## Given passage
— Start —
Freiberg disagreed with proposals from the rival German police union, the DPolG, to outfit police in Afghanistan with military equipment. DPolG chief Wolfgang Speck had called for them to be provided with tanks, armored vehicles and equipment to jam remote signals that could detonate bombs. "We do not want the police to be militarized,"  Freiberg said. But he said security arrangements for the police should be reviewed.

The calls for reviewing the measures taken to protect German troops and officials in Afghanistan were backed up by politicians from Merkel's Christian Democratic party and the opposition Green party.

There was a broad consensus not to allow such attacks to influence Germany's commitment to Afghanistan, Deputy Foreign Minister Gernot Erler, a Social Democrat, said of the bombing. 

Germans not necessarily targeted

Contrary to initial reports from the Afghan police, the slain Germans' all-terrain vehicles were not marked with any national emblems, such as flags, ARD television said. Thus, it was unlikely the attacks were intended to hit Germans in particular. 

The four had been driving to a training session when the bomb exploded. The road they took to reach the shooting range, and the range itself, were known as places frequently used by foreign security services.

Police authorities were preparing to hold a memorial service for the three men in Berlin's central cathedral, the Dom, on Saturday. All of them were between the ages of 30 and 40.

Merkel's former bodyguard among those killed

Bild newspaper reported Thursday that one of the victims had been a long-serving bodyguard to Chancellor Angela Merkel. The 31-year-old officer from Nuremberg had planned to return to duties guarding Merkel in December after a stint in the German embassy in Kabul, the paper wrote.
— End —
## Data lines
— Start —
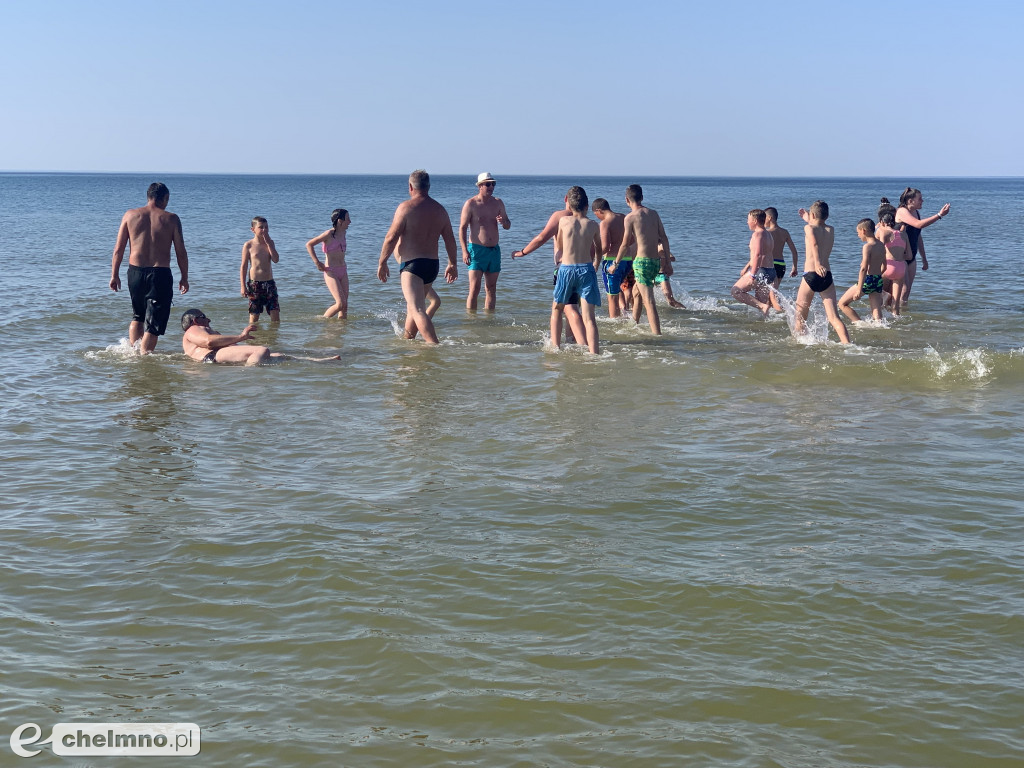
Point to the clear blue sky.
— End —
## Your goal
Write what comes next in the article about the German police officers killed in the Afghanistan bombing, starting after its final sentence.

## Exercise response
The officers, all of whom worked as security staff for the embassy, were the first German police to die in Afghanistan since the beginning of Germany's mandate there. The deaths brought to 24 the number of Germans who have been killed in Afghanistan since German troops joined the NATO-led International Security Assisstance Force (ISAF)  in 2001.

Some 3,000 German troops are engaged in reconstruction in northern Afghanistan as part of the ISAF.  

German politicians have vowed to continue with their peacekeeping mission in Afghanistan despite the latest attacks.

German Defense Minister Franz Josef Jung said on Thursday, the Taliban were trying to sway political debate by "underhanded, one-sided attacks." If we give in now, the terrorists will acheive their goal, he added.

The latest German casualties have however raised deeper questions of Germany's involvement in Afghanistan and exposed strains within the governing coalition of Chancellor Merkel.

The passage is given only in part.